DIRECTIVE:
Find every line of the data that contains the word "arched" and copy each one out in full.
***** TASK MATERIAL
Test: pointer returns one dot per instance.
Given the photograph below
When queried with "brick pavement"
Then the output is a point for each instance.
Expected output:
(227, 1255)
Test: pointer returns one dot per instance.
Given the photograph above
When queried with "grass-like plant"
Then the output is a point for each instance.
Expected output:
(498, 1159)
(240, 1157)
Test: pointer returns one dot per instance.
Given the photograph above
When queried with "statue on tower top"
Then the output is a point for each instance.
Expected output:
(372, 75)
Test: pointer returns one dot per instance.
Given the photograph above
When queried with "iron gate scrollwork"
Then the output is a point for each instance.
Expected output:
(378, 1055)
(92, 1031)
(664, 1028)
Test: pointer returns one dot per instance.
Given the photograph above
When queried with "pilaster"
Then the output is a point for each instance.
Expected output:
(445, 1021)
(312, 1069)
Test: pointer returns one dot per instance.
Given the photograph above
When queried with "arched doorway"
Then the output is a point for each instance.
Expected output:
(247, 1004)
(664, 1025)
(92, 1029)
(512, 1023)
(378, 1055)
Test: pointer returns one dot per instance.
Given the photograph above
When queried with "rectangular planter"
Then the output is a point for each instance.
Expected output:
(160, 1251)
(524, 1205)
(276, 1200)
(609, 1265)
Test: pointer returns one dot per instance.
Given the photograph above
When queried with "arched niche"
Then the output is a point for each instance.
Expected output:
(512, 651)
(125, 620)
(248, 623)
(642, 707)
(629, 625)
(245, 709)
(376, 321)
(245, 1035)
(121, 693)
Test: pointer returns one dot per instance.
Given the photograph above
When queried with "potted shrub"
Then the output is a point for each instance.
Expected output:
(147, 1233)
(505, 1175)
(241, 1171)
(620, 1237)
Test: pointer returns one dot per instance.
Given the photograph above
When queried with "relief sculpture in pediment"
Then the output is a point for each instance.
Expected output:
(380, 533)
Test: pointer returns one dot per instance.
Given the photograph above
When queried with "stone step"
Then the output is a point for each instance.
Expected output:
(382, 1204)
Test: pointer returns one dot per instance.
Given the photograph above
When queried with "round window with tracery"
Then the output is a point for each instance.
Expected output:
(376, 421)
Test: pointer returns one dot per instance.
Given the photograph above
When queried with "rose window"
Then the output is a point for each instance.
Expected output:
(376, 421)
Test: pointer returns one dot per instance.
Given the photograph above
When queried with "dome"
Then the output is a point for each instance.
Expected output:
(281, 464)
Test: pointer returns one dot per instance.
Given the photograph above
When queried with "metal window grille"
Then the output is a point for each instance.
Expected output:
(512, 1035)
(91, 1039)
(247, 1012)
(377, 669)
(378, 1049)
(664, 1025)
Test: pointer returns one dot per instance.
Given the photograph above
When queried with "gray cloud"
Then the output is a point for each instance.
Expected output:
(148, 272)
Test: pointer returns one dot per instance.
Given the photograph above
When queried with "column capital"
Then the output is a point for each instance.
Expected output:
**********
FULL SOLUTION:
When queried with "arched doorway"
When queried with "arched niche"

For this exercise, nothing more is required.